-- Written task --
Everything from the line containing "Target: dry golden grass" down to the last line of the entries below must be transcribed exactly, and nothing else.

-- The data --
* start *
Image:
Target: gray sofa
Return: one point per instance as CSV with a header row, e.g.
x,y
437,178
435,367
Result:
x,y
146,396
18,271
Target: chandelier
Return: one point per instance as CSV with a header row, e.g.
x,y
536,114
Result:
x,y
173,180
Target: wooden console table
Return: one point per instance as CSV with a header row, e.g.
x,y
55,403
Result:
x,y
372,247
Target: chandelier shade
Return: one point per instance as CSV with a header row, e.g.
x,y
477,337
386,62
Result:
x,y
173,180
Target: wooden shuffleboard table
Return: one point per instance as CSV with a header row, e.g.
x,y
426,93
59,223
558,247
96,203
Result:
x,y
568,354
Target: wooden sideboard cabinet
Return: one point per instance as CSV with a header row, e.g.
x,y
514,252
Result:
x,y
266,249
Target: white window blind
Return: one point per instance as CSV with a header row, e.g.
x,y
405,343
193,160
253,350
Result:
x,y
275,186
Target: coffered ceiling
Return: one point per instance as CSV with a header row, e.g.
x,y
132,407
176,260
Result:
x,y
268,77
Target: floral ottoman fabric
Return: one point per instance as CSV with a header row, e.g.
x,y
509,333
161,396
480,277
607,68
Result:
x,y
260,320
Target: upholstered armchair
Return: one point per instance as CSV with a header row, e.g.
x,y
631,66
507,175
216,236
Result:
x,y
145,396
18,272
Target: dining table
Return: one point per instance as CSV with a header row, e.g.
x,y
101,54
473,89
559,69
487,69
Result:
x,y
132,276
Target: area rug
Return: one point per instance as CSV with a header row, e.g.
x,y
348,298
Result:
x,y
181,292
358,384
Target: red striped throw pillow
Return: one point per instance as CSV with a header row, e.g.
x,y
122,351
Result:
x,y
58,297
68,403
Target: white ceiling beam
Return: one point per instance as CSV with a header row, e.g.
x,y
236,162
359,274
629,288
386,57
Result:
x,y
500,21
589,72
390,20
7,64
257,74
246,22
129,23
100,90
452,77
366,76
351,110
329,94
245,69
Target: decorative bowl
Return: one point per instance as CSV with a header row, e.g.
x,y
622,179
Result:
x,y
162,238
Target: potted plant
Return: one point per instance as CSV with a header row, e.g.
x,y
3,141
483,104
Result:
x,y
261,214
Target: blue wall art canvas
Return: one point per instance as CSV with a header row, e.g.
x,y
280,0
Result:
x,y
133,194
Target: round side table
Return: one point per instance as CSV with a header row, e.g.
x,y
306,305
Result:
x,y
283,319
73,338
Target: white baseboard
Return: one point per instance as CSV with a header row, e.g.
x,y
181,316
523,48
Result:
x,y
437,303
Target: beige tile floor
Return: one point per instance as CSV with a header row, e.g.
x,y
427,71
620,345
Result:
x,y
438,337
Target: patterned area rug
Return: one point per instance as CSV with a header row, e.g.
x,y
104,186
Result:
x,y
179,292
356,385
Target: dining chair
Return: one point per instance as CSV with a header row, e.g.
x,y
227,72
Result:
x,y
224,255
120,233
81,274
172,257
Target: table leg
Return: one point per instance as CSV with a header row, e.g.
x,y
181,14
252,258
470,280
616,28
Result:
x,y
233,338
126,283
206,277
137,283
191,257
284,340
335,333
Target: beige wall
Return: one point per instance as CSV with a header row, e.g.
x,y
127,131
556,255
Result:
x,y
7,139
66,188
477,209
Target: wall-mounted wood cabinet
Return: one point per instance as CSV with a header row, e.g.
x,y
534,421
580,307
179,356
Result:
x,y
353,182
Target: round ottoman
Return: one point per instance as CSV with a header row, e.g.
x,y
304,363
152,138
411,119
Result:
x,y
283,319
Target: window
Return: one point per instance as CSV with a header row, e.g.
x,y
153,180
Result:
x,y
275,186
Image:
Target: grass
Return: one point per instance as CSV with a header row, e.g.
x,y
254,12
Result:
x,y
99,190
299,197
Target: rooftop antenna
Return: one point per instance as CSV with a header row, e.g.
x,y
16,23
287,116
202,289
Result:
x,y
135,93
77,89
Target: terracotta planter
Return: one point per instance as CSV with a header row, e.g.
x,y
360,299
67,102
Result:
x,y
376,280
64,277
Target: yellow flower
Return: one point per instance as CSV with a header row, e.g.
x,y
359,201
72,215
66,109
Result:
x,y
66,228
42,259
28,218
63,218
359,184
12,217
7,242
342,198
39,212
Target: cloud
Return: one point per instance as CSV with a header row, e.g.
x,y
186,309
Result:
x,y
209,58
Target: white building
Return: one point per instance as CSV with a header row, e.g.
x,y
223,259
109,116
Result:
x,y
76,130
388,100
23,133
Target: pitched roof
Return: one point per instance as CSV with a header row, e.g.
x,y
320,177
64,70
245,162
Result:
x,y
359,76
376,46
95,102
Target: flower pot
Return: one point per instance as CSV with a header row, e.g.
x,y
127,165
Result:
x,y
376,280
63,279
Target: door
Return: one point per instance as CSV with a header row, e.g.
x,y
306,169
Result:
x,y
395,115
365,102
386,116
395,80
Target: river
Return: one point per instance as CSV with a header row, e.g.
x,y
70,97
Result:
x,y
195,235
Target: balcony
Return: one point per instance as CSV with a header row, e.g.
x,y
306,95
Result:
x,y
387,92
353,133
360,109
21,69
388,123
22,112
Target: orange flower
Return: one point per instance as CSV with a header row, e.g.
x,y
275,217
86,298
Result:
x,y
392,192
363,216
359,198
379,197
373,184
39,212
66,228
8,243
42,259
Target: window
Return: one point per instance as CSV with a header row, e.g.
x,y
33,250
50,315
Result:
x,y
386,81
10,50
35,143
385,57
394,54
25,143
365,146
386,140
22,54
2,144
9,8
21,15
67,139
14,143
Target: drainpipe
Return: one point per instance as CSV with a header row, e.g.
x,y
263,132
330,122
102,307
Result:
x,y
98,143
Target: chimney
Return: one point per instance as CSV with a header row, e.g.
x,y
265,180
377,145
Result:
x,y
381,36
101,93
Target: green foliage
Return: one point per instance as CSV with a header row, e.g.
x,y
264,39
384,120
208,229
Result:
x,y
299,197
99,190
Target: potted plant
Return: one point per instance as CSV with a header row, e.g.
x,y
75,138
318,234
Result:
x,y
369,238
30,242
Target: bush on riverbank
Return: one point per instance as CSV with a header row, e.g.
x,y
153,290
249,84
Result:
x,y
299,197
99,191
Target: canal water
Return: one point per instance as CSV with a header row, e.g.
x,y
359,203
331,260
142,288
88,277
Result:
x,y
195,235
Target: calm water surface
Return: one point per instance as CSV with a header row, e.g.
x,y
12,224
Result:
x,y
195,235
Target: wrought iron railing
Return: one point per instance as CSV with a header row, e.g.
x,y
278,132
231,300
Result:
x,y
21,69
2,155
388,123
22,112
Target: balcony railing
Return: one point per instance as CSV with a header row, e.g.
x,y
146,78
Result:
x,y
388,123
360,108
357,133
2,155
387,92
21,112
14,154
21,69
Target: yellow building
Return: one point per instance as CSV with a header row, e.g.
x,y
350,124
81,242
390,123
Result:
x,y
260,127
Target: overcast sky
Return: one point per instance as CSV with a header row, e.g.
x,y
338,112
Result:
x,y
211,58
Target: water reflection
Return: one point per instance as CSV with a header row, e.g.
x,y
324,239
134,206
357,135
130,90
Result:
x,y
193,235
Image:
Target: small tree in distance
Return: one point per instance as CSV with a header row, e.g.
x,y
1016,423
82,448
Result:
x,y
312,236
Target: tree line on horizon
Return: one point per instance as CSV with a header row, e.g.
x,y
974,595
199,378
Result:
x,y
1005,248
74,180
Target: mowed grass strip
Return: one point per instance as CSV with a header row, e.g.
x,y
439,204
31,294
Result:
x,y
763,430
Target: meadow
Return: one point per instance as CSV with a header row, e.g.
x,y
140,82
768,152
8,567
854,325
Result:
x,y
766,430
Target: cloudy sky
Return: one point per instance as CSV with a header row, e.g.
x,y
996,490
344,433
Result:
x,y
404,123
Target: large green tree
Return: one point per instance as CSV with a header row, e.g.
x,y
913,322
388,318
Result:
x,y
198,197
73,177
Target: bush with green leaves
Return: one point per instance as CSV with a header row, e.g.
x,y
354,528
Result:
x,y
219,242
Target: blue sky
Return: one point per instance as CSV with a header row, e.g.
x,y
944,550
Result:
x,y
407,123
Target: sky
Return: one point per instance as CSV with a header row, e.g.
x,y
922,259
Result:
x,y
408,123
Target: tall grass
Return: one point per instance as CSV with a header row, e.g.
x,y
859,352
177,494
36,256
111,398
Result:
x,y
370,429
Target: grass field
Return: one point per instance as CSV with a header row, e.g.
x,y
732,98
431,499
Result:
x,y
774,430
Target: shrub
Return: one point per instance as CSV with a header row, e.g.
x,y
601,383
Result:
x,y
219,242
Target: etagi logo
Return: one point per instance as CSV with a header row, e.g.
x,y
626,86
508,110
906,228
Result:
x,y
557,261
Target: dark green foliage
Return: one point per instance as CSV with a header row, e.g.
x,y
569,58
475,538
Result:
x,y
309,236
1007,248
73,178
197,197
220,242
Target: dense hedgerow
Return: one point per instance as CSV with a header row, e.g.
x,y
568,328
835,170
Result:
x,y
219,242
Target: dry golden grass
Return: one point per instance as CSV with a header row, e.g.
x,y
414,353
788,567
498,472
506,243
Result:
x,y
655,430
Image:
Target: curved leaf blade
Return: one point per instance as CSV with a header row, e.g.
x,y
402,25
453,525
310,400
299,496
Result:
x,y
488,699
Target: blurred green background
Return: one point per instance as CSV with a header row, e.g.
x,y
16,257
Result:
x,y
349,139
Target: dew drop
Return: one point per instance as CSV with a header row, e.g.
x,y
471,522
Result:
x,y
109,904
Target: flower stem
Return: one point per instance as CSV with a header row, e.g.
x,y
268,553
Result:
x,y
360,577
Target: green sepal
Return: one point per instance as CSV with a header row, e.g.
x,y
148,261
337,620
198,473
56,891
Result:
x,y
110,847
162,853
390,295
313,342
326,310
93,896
* end *
-- Answer in full --
Target: dry golden grass
Return: one point per instance as CSV with a header row, e.g.
x,y
414,353
788,567
498,472
506,243
Result:
x,y
655,430
Image:
Target: curved leaf blade
Return: one point per instance as CSV with a header row, e.g.
x,y
402,25
453,525
310,400
299,496
Result:
x,y
488,699
Target: blurred green background
Return: one point per instance as CSV with a header row, e.g.
x,y
16,257
Result:
x,y
349,139
Target: dew drop
Return: one point per instance as CSV with a header row, e.g.
x,y
471,522
Result:
x,y
109,904
Target: flower stem
Return: one point per instance as CSV with a header row, e.g.
x,y
268,553
Result:
x,y
360,577
Target: green sepal
Return: one point per instance as CSV with a header row, e.g.
x,y
148,261
337,620
198,473
56,891
Result:
x,y
110,847
162,853
390,295
313,342
326,310
93,896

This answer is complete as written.